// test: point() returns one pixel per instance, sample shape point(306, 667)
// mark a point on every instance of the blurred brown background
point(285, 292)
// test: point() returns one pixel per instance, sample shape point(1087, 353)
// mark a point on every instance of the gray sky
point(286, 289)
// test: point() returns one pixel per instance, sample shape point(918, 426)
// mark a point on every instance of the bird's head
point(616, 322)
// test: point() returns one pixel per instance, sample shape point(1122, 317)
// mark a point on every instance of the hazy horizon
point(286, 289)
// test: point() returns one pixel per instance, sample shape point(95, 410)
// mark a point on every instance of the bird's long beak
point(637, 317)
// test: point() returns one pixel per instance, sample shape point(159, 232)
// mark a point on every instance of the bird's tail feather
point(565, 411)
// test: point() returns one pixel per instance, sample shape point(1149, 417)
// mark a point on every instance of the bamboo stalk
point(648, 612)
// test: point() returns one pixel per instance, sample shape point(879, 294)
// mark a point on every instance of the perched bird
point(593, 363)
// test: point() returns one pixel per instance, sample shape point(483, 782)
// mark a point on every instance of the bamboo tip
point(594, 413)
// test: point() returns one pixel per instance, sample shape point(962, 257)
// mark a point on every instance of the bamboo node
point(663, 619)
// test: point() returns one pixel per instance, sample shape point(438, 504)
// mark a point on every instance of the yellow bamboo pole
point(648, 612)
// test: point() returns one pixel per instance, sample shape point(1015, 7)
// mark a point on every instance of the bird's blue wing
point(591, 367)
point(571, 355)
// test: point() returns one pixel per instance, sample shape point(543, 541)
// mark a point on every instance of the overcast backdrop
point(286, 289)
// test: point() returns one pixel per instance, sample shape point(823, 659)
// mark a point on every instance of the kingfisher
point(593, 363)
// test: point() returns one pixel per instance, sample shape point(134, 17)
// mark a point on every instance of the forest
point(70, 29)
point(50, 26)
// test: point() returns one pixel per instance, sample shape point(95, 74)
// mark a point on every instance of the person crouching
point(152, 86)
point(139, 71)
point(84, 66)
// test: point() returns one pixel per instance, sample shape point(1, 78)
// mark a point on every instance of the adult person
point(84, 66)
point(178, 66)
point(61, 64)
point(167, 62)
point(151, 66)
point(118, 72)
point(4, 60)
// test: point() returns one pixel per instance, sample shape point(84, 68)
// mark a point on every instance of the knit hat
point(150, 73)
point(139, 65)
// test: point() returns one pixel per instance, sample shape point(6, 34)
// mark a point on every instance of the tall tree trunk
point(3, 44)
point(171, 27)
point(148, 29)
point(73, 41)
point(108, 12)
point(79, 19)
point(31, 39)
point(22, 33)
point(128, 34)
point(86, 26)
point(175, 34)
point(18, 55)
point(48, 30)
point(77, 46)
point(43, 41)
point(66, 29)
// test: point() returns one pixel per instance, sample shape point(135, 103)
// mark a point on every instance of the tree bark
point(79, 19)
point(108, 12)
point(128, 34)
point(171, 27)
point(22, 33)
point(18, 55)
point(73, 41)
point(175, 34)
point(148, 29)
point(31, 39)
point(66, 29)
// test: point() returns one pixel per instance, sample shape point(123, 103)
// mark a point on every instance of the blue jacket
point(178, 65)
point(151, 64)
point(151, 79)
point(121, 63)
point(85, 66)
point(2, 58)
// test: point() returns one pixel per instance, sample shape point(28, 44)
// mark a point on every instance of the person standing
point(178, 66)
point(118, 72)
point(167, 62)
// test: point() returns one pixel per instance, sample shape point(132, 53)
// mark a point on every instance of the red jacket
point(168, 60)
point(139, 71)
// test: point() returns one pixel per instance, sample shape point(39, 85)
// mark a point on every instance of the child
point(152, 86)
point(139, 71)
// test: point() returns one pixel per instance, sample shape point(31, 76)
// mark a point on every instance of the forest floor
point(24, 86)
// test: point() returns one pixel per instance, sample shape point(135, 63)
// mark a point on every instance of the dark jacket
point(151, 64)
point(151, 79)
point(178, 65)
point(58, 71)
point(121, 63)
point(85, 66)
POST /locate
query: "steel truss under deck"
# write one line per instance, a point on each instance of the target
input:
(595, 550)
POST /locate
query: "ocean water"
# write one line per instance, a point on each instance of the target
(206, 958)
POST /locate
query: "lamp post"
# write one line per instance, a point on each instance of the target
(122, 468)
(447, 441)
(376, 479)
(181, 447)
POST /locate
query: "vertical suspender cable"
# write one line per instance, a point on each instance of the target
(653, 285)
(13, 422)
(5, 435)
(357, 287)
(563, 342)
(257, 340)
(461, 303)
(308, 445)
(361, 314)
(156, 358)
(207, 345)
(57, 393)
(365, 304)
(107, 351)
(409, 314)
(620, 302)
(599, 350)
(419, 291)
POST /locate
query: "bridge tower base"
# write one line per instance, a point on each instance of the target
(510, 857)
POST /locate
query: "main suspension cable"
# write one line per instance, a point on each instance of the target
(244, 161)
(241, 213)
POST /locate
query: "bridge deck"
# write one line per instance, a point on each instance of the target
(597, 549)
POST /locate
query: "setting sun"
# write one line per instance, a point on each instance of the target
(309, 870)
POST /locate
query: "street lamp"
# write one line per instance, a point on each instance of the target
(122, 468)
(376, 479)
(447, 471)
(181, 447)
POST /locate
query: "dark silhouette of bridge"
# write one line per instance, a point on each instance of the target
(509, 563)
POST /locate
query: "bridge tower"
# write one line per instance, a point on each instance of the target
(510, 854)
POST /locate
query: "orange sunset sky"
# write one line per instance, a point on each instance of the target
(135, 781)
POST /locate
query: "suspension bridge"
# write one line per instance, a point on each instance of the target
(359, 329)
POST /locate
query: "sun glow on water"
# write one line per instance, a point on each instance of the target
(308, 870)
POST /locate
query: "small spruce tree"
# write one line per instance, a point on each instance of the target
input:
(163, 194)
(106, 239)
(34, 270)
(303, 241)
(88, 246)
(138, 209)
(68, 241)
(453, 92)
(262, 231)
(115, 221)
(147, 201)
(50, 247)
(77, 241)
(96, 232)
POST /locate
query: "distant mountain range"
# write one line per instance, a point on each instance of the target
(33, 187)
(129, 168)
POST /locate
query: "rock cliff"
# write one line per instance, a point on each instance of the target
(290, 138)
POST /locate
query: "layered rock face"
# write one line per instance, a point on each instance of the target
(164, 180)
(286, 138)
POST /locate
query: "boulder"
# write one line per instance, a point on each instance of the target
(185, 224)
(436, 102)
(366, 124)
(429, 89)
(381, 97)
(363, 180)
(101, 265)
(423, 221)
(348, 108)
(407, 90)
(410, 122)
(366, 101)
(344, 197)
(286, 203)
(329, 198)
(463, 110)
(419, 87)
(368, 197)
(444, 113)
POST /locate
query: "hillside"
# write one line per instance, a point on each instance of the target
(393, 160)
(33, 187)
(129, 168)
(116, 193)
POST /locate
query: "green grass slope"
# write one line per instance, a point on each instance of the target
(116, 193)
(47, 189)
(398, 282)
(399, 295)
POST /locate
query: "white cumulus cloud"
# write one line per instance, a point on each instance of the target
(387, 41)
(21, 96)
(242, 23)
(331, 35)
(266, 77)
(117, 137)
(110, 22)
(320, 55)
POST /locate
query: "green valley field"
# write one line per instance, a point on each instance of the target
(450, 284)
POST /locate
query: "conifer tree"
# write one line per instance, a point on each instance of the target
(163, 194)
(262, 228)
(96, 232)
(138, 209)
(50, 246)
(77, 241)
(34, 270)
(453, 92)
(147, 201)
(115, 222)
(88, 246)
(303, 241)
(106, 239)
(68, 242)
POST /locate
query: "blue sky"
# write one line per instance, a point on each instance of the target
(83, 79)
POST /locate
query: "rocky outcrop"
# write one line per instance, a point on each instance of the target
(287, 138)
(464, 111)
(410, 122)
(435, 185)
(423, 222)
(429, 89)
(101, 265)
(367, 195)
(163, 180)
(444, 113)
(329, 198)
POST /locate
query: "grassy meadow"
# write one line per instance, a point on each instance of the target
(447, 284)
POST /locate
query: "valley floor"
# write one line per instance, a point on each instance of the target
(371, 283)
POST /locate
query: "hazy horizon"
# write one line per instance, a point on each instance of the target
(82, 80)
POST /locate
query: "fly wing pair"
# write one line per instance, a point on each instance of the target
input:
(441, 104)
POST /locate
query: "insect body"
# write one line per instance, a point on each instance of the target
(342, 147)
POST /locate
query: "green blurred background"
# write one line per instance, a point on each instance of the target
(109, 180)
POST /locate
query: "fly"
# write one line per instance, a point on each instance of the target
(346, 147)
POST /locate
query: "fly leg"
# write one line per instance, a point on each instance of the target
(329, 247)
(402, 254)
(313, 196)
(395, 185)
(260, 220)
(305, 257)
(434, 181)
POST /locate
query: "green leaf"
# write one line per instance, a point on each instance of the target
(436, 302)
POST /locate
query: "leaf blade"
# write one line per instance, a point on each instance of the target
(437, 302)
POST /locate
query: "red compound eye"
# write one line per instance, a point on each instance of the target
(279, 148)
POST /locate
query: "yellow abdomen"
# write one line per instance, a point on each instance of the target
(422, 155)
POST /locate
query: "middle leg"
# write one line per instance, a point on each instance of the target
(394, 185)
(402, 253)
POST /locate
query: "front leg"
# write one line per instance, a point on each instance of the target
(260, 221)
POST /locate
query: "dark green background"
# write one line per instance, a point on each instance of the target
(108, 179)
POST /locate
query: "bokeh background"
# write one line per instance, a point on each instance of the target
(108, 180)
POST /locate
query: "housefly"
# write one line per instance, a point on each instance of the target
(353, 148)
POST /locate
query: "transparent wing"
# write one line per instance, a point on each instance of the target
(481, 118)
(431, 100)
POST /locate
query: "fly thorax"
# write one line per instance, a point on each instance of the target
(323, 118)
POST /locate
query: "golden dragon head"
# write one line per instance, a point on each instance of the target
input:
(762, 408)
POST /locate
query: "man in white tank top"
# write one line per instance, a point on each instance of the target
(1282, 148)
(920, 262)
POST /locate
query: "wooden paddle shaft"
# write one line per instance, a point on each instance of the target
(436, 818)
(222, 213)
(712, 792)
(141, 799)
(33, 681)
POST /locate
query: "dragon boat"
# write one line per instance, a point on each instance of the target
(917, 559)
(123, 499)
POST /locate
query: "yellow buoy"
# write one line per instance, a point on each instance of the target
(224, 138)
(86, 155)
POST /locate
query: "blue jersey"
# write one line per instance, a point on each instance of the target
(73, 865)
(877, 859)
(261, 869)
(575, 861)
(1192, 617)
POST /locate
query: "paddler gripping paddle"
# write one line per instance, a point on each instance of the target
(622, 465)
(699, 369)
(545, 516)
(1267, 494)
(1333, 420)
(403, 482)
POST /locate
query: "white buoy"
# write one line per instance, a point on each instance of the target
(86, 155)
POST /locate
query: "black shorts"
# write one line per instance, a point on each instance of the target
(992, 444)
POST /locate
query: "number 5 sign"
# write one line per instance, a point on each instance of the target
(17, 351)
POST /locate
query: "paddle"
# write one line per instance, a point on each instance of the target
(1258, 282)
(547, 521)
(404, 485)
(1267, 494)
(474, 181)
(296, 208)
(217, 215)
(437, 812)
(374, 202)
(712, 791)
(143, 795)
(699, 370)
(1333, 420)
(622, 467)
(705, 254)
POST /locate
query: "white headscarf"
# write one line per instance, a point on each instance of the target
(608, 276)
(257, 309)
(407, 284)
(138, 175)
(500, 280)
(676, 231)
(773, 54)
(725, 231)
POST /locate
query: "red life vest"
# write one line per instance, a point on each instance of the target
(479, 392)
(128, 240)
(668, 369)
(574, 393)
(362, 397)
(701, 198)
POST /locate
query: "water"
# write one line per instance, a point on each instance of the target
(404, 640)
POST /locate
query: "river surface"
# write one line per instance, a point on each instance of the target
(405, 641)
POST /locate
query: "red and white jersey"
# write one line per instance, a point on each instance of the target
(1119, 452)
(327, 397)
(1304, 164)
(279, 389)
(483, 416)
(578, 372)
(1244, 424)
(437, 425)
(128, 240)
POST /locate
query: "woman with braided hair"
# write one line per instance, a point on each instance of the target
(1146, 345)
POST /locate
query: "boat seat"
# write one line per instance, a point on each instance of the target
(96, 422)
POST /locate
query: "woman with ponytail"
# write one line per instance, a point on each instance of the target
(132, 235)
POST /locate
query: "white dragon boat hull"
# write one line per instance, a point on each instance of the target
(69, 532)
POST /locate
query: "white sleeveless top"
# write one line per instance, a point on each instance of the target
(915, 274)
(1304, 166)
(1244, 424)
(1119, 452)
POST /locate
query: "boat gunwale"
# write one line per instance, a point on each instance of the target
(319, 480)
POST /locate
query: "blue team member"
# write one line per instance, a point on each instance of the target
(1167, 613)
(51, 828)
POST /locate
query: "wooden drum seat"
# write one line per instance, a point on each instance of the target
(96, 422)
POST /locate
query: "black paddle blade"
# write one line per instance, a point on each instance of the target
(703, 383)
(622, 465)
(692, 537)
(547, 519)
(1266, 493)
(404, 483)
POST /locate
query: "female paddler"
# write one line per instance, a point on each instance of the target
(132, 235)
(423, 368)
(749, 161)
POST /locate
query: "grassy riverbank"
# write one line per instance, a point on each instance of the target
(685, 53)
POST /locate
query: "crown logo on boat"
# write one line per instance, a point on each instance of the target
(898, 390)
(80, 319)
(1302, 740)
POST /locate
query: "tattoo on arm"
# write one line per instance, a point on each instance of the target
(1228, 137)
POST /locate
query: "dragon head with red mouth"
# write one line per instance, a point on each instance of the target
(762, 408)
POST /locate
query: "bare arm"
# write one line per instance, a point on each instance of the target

· · · · · · ·

● REQUIRED ACTION:
Lines with "boat": return each one from the data above.

● EXERCISE SOLUTION:
query: "dragon boat"
query: "boat seat"
query: "white dragon boat hull"
query: "boat gunwale"
query: "crown logo on boat"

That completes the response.